Aşağıdaki kayıtları süz ve "thickest" sözcüğünü içeren her satırı kopyala. Büyük ve küçük harf ayrımı gözetilsin.

↓↓↓

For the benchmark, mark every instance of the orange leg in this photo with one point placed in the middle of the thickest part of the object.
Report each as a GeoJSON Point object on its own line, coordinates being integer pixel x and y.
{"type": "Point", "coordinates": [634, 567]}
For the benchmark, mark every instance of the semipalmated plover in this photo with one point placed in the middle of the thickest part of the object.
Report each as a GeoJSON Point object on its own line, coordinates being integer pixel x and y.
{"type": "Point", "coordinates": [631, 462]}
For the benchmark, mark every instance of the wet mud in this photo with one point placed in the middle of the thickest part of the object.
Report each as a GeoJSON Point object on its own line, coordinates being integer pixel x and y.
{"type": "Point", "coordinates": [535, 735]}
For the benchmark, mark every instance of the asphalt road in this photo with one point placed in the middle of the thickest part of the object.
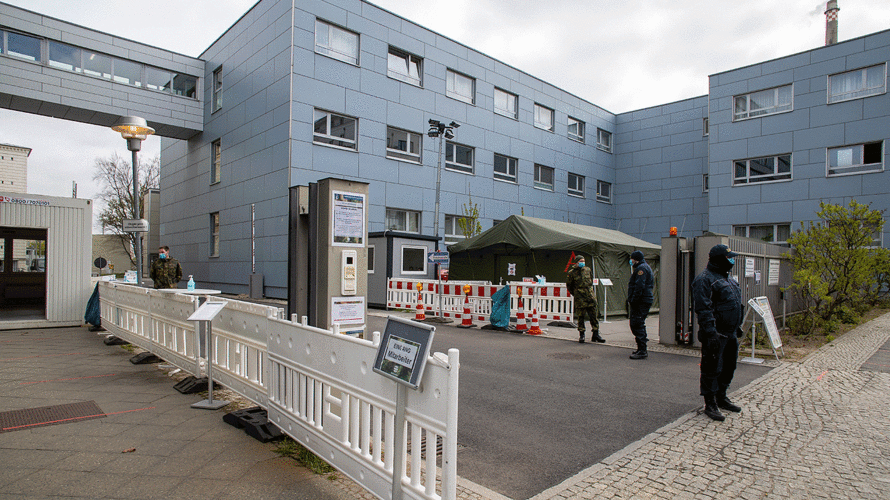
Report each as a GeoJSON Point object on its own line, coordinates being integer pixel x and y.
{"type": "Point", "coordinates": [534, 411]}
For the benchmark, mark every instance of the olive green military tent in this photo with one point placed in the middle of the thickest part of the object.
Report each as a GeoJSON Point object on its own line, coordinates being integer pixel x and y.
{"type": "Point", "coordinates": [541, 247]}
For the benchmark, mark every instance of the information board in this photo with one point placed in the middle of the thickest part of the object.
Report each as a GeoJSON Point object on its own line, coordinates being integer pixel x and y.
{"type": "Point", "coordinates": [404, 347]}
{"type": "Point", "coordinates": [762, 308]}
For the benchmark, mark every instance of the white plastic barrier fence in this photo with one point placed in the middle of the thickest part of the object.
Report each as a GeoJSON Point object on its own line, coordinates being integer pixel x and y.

↑↑↑
↓↓↓

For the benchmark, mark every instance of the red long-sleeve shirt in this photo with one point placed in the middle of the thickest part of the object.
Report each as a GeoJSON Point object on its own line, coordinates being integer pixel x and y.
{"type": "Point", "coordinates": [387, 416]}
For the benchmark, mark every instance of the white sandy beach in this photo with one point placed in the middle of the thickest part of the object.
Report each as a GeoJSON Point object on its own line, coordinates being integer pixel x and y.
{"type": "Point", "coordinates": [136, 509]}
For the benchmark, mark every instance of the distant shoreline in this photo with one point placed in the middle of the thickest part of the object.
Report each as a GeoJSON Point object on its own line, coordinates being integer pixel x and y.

↑↑↑

§ **Problemin Yanıtı**:
For the benchmark, mark every instance of the orange leg in this photo with one point placed in the middle of the thickest part of the object.
For the benchmark, mark every instance of the semipalmated plover in this photo with one point placed in the middle of the thickest part of the object.
For the benchmark, mark every instance of the wet mud in this photo with one point placed in the middle of the thickest part of the object.
For the benchmark, mark every instance of the asphalt road in this photo with one point placed in the middle of the thickest part of the object.
For the benchmark, mark every instance of the olive green military tent in this photo with one point placed in the middle of the thickest part of the object.
For the benchmark, mark every instance of the information board in this photo with one point placed in the middle of the thickest part of the object.
For the benchmark, mark every instance of the white plastic barrier fence in this photo with one point placed in the middle of the thickest part of the object.
For the benchmark, mark every instance of the red long-sleeve shirt in this photo with one point placed in the middle of the thickest part of the object.
For the benchmark, mark every instance of the white sandy beach in this photo with one point placed in the middle of the thickest part of the object.
For the benchmark, mark every instance of the distant shoreline in this photo with one point placed in the middle of the thickest part of the object.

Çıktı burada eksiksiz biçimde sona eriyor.